Mondays (Virtual Only): 2:30 p.m. - 4:00 p.m. (Zoom Room 982-294-4491)

Fridays: 3:00 p.m. - 4:30 p.m. (1010-404, in-person)

Other Times/Dates: By Appointment

Office hours will start after our 2nd class session.

Course Description

Enterprises, organizations and individuals create, collect, and use massive amounts of structured and unstructured data in order to convert the information into knowledge, to improve the quality and the efficiency of their decision-making process, and to better position themselves to the highly competitive marketplace. Data mining is the process of finding, extracting, visualizing and reporting useful information and insights from both small and large datasets with the help of sophisticated data analysis methods. It is part of the business analytics, which refers to the process of leveraging different forms of analytical techniques to achieve desired business outcomes through requiring business relevancy, actionable insight, performance management, and value management. The students in this course will study the fundamental principles and techniques of data mining. They will learn how to apply advanced models and software applications for data mining. Finally, students will learn how to examine the overall business process of an organization or a project with the goal to understand (i) the business context where hidden internal and external value is to be identified and captured, and (ii) of exactly what the selected data mining method does. [4 credits]
Prerequisites: AD571, edX-based pre-analytics laboratory ADR100 (in some cases, AD699 may be taken concurrently with AD571)

Course Content, Learning Objectives and Outcomes

  1. This course enables students to develop experience in the following areas:
  2. Theoretical and practical understanding of core data mining concepts, techniques, and business applications
  3. Systematic approach to framing and solving business analytics problems with the help of data mining methods and techniques;
  4. Ability to identify the right data mining tools and techniques for various business analytics problems;
  5. Hands-on experience in using the most popular business analytics and data mining tools and preparation for applying for job positions where familiarity with those tools is required.

Course Norms

Throughout our journey together in AD699, I will ask you to adhere to the following set of course norms:
  • Assume the best:. Some things in this course will be simple; others will be difficult. Rest assured that nothing is intentionally designed to trick you. I’m not perfect and I can make mistakes in haste. If I post a file that says “Assignment #2 prompt” and it’s actually my grocery shopping list, then please assume that I have made a careless error, and not that it’s part of some elaborate scheme to trick you.
  • Monday Blackboard Announcements: Every Monday, I’ll make an announcement in Blackboard that will include a few bullet points that mention the topics that we’ll explore that week, along with upcoming due dates.
  • We’ll Always Have a Break in the Middle: Our class period is long. It will never consist solely of me lecturing from the front of the room. Also, we will always take a break of approximately 10 minutes, typically about an hour after we start.

- _TASKS TO CARRY OUT_:
- a) Answer these questions from the syllabus excerpt:
(i) Where and when are the Friday office hours held?
(ii) How many credits is the course worth?
(iii) About how long is the break taken during each class period?
- b) Summarize the syllabus excerpt in two sentences.
- c) For each statement, say whether the syllabus excerpt agrees with it, and quote the words that decide it.
(i) Office hours begin after the second class session.
(ii) Monday office hours are held in person.
(iii) Class periods consist entirely of lecturing.
Rely only on the syllabus excerpt for your answers.

Items drawn from a data source
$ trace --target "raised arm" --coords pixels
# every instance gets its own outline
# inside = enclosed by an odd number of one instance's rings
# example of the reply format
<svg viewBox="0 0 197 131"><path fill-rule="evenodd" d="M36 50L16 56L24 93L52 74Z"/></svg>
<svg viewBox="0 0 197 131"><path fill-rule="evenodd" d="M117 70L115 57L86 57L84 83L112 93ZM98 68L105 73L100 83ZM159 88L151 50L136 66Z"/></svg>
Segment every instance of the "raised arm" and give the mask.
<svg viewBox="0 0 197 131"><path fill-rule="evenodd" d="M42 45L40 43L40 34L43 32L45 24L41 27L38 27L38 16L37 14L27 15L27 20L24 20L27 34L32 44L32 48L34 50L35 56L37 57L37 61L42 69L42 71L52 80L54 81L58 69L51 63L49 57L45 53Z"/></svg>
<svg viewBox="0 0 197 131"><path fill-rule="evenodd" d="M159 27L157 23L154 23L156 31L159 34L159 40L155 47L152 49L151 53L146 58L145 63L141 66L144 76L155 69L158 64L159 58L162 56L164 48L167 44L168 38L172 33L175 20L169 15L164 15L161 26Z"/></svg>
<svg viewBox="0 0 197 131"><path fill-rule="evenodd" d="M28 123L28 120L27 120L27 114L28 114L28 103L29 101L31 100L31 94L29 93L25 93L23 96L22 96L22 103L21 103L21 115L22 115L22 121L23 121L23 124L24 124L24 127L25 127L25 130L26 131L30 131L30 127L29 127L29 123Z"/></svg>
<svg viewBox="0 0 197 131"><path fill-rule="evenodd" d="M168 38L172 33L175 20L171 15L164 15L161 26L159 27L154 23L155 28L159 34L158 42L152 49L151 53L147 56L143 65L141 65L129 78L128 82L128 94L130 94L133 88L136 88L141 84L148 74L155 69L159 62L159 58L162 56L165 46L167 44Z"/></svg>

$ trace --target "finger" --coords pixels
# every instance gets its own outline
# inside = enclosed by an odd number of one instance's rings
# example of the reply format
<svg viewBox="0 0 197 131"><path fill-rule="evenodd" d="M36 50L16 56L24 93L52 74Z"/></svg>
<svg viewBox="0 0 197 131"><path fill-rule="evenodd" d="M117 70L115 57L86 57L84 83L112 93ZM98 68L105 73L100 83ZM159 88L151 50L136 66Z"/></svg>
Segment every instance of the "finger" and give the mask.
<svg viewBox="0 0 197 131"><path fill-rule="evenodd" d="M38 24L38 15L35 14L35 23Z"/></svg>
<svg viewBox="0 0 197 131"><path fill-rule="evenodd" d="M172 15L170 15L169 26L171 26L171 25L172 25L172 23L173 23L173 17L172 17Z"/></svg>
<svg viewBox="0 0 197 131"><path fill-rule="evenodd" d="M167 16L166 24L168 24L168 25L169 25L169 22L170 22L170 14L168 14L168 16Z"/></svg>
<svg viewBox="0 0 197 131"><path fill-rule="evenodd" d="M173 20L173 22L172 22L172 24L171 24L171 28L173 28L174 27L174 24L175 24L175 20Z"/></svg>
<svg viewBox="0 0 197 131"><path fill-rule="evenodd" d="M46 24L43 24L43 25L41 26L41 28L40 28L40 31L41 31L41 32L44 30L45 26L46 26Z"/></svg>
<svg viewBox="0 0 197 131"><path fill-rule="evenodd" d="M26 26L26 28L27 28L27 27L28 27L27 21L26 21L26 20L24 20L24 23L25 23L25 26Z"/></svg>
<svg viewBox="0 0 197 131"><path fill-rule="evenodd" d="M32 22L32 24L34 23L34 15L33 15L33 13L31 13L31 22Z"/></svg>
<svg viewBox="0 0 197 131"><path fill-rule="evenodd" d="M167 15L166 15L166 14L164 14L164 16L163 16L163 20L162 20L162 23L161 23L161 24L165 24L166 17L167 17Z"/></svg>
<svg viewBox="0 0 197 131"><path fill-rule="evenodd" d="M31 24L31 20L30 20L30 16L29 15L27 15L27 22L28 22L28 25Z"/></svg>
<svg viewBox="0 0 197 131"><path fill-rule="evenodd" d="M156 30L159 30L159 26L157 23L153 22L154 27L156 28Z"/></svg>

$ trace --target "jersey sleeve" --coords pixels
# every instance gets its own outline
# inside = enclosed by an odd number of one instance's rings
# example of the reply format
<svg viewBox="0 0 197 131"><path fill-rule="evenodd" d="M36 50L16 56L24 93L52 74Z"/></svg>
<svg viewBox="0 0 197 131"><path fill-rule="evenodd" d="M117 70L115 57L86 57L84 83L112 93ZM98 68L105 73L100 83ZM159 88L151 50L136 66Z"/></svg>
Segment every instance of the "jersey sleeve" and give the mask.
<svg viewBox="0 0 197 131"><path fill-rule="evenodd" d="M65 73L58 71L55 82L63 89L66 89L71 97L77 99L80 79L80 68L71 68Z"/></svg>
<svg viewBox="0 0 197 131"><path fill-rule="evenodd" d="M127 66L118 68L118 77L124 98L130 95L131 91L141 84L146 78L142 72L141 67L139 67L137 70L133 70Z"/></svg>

- _ANSWERS GIVEN_:
- a)
(i) In room 1010-404, in person, from 3:00 p.m. to 4:30 p.m.
(ii) 4 credits.
(iii) Approximately 10 minutes.

- b) The syllabus excerpt lists office hours, with virtual hours on Mondays, in-person hours on Fridays and other times by appointment. It describes a 4-credit course in which students study the fundamental principles and techniques of data mining and learn to apply advanced models and software for it, and it sets course norms such as assuming the best, weekly Monday announcements in Blackboard and a break of about 10 minutes in every class period.

- c)
(i) Yes: "Office hours will start after our 2nd class session."
(ii) No: "Mondays (Virtual Only)"
(iii) No: "It will never consist solely of me lecturing from the front of the room."